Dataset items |
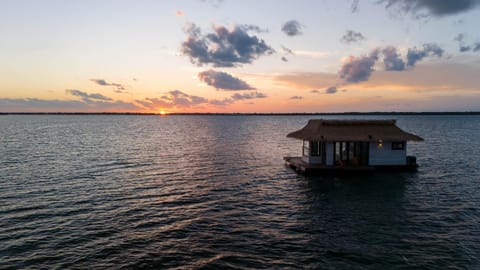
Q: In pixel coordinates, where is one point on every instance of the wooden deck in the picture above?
(297, 164)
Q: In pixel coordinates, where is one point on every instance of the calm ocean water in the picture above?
(212, 192)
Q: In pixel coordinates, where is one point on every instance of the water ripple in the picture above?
(211, 192)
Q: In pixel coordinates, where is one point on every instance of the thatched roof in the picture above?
(352, 130)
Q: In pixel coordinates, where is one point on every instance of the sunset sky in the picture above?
(239, 56)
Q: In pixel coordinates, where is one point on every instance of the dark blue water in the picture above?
(139, 192)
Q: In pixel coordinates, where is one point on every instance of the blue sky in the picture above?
(233, 56)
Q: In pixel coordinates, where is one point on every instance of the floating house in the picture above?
(352, 145)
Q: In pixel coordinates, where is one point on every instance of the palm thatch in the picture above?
(352, 130)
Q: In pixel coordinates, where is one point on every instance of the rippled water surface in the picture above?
(136, 192)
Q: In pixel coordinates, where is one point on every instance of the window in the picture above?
(398, 145)
(314, 148)
(306, 148)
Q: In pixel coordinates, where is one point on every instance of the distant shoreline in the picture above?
(246, 114)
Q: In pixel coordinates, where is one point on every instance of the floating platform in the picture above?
(300, 166)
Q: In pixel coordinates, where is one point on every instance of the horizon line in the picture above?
(252, 113)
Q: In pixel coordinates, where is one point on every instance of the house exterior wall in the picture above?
(306, 157)
(384, 155)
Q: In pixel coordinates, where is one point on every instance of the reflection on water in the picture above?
(213, 192)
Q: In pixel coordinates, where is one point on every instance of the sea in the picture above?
(213, 192)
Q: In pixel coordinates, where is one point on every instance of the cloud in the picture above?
(430, 49)
(432, 7)
(392, 60)
(351, 37)
(292, 28)
(45, 105)
(306, 80)
(87, 97)
(354, 6)
(213, 3)
(251, 95)
(449, 77)
(461, 44)
(331, 90)
(358, 69)
(237, 97)
(254, 28)
(466, 48)
(173, 99)
(476, 47)
(179, 99)
(224, 81)
(223, 47)
(287, 50)
(119, 88)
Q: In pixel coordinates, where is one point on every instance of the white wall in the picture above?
(386, 156)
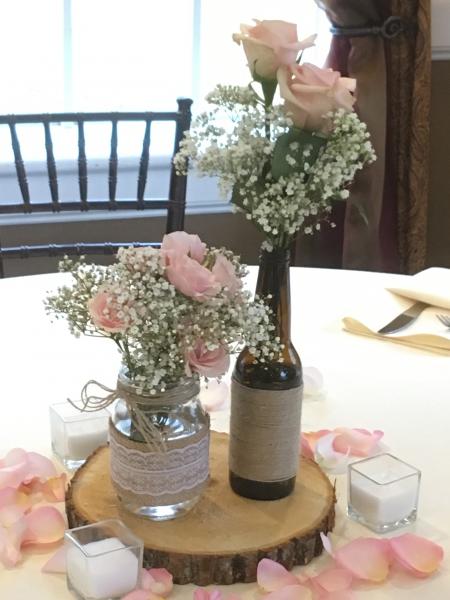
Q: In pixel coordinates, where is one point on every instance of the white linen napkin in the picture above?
(379, 306)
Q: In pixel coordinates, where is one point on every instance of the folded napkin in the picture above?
(379, 306)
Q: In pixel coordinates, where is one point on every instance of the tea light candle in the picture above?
(75, 434)
(103, 560)
(109, 574)
(383, 492)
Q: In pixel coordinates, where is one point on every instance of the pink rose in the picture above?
(209, 363)
(180, 242)
(224, 272)
(104, 315)
(269, 44)
(310, 93)
(190, 278)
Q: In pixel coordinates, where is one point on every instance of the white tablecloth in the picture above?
(368, 383)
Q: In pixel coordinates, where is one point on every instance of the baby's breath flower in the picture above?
(235, 142)
(160, 324)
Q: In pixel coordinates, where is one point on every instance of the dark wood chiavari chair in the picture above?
(174, 204)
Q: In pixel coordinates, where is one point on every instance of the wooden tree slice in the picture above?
(224, 536)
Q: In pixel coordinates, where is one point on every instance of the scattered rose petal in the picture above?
(40, 466)
(313, 381)
(52, 490)
(19, 466)
(365, 558)
(138, 595)
(9, 496)
(343, 595)
(202, 594)
(272, 576)
(290, 592)
(419, 556)
(357, 442)
(214, 395)
(45, 525)
(332, 580)
(309, 440)
(327, 457)
(157, 581)
(56, 563)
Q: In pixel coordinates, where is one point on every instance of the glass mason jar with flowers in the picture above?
(176, 313)
(283, 163)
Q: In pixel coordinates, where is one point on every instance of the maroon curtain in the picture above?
(383, 227)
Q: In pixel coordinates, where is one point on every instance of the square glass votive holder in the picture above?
(383, 492)
(104, 560)
(75, 434)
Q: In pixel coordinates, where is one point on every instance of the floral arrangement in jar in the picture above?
(283, 163)
(176, 314)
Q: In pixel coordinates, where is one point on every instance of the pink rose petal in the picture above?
(52, 490)
(343, 595)
(272, 576)
(11, 539)
(40, 466)
(365, 558)
(332, 580)
(45, 525)
(290, 592)
(358, 442)
(157, 581)
(327, 457)
(12, 496)
(419, 556)
(57, 562)
(138, 595)
(309, 440)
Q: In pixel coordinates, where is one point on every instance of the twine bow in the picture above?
(151, 434)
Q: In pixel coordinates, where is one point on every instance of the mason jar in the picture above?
(159, 446)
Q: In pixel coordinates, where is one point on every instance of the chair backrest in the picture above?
(174, 203)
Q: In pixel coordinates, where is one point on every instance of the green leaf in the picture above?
(269, 87)
(304, 140)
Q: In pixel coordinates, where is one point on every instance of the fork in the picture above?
(444, 319)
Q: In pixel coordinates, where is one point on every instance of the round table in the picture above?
(367, 383)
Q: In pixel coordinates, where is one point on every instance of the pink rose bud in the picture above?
(225, 273)
(104, 315)
(209, 363)
(180, 242)
(310, 93)
(270, 44)
(190, 278)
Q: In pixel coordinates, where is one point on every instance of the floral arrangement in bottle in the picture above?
(174, 312)
(282, 163)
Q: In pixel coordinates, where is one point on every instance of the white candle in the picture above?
(83, 438)
(383, 504)
(383, 490)
(109, 571)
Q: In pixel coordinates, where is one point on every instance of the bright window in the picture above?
(92, 55)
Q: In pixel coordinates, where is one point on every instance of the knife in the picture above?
(404, 319)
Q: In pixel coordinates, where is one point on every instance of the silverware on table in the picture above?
(404, 319)
(444, 319)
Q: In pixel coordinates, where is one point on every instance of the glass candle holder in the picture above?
(75, 434)
(104, 560)
(383, 492)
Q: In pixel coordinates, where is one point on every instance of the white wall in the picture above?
(440, 29)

Given instruction | Reproduce the material in full, word for word, and omit the pictures.

Output of the exercise |
Q: In pixel coordinates, where is one point on every instance of the wooden deck in the picture above?
(297, 164)
Q: In pixel coordinates, where is one point on every instance of the calm ocean water in the picture above?
(212, 192)
Q: In pixel coordinates, where is one point on every instance of the water ripple in the picture above?
(211, 192)
Q: In pixel coordinates, where is one point on every instance of the thatched roof in the picture above?
(352, 130)
Q: In pixel coordinates, where is one point on every instance of the sunset sky in the picture above?
(239, 56)
Q: In pixel coordinates, where is one point on every instance of the dark blue water in the picture above?
(139, 192)
Q: In pixel coordinates, where is one point on every instance of the blue sky in the picture above?
(233, 56)
Q: In pixel coordinates, where is one point on every instance of the floating house in the picture above?
(352, 145)
Q: In pixel coordinates, where is one point on every instance of the palm thatch in the picture above?
(352, 130)
Q: In pixel coordinates, where is one point on every instance of the rippled water surface in the picture above?
(136, 192)
Q: In pixel coordinates, where is one point on every instance of the window in the picture above?
(398, 145)
(314, 148)
(306, 148)
Q: In pixel coordinates, where is one point on every instance of the distant shoreline in the picture above?
(246, 114)
Q: In pixel coordinates, where is one point on every instance of the floating platform in the picture above?
(300, 166)
Q: In pixel coordinates, where is one point on every instance of the horizon line in the picture above?
(252, 113)
Q: In pixel coordinates, where is one point on every instance of the house exterior wall in the picture above?
(306, 157)
(384, 155)
Q: In pixel coordinates, where is one point on every instance of the reflection on water in the picture above?
(213, 192)
Q: In pixel coordinates, where is one point on every instance of the sea in the picture above?
(213, 192)
Q: In pixel coordinates, where is one point on every instance of the cloud in the picture above?
(430, 49)
(432, 7)
(392, 60)
(351, 37)
(292, 28)
(45, 105)
(306, 80)
(87, 97)
(354, 6)
(213, 3)
(251, 95)
(449, 77)
(461, 44)
(331, 90)
(358, 69)
(237, 97)
(254, 28)
(466, 48)
(173, 99)
(476, 47)
(179, 99)
(224, 81)
(223, 47)
(287, 50)
(119, 88)
Q: In pixel coordinates, where is one point on every instance of the white wall in the picture above?
(386, 156)
Q: In pixel coordinates, where is one point on every instance of the white linen napkin in the picture above?
(379, 306)
Q: In pixel coordinates, where is one point on every instance of the folded napkin in the picture above?
(379, 306)
Q: In pixel coordinates, where is one point on every instance of the tea light candle in the picture above?
(75, 434)
(103, 560)
(109, 574)
(383, 492)
Q: In pixel coordinates, where is one point on every instance of the pink rose in the picture above?
(209, 363)
(180, 242)
(224, 272)
(104, 315)
(269, 44)
(310, 93)
(190, 278)
Q: In pixel coordinates, where is one point on every instance of the white tablecloth in the picture above?
(368, 383)
Q: In pixel coordinates, where is one point on every instance of the baby's breath flower in the picture above?
(235, 142)
(160, 324)
Q: In pixel coordinates, where is one point on every instance of the dark wood chiavari chair in the picture above?
(174, 204)
Q: In pixel coordinates, where is one point on every instance of the wooden tree slice in the picture above?
(224, 536)
Q: In pixel coordinates, where is one point on every instance of the scattered rose petal in the picture above?
(40, 466)
(313, 381)
(52, 490)
(19, 466)
(365, 558)
(138, 595)
(9, 496)
(343, 595)
(202, 594)
(272, 576)
(290, 592)
(419, 556)
(357, 442)
(214, 395)
(45, 525)
(332, 580)
(309, 440)
(327, 457)
(157, 581)
(56, 563)
Q: In pixel coordinates, where is one point on every instance of the glass mason jar with flowers in the picture above?
(176, 313)
(283, 163)
Q: In pixel coordinates, where is one point on every instance of the maroon curtain in the picture above?
(383, 227)
Q: In pixel coordinates, where is one point on every instance of the square glass votive holder in the picture above?
(383, 492)
(104, 560)
(75, 434)
Q: In pixel coordinates, where is one point on every instance of the floral arrangement in jar in the picture above?
(283, 163)
(176, 314)
Q: In pixel coordinates, where is one point on every instance of the pink rose petal in the picture above?
(52, 490)
(343, 595)
(272, 576)
(11, 539)
(40, 466)
(365, 558)
(332, 580)
(45, 525)
(290, 592)
(358, 442)
(157, 581)
(327, 457)
(12, 496)
(419, 556)
(57, 562)
(138, 595)
(309, 440)
Q: In pixel coordinates, where is one point on every instance of the twine bow in the picture above?
(151, 434)
Q: In pixel coordinates, where is one point on every instance of the mason jar in the picture above?
(159, 446)
Q: In pixel coordinates, where is one point on every instance of the chair backrest in the picture above?
(174, 203)
Q: In pixel coordinates, where is one point on every instance of the green leaf in the picture above?
(269, 87)
(304, 140)
Q: In pixel coordinates, where is one point on every instance of the fork in the picture above?
(444, 319)
Q: In pixel coordinates, where is one point on every instance of the round table in the picture above?
(367, 383)
Q: In pixel coordinates, where is one point on every instance of the pink rose bud in the picture above?
(225, 273)
(104, 315)
(209, 363)
(180, 242)
(310, 93)
(270, 44)
(190, 278)
Q: In pixel coordinates, where is one point on every instance of the floral arrangement in bottle in the picture above?
(174, 312)
(282, 163)
Q: In pixel coordinates, where is one point on every instance of the white candle in the picture above?
(83, 438)
(383, 504)
(383, 490)
(109, 571)
Q: In pixel coordinates, where is one point on every instance of the bright window in the picture above?
(92, 55)
Q: In pixel coordinates, where is one point on every instance of the knife in the picture above?
(404, 319)
Q: In pixel coordinates, where is one point on every instance of the silverware on table in the picture above?
(404, 319)
(444, 319)
Q: In pixel coordinates, where is one point on every instance of the glass candle holder in the picture above?
(75, 434)
(104, 560)
(383, 492)
Q: In pixel coordinates, where is one point on every instance of the white wall in the picture above?
(440, 29)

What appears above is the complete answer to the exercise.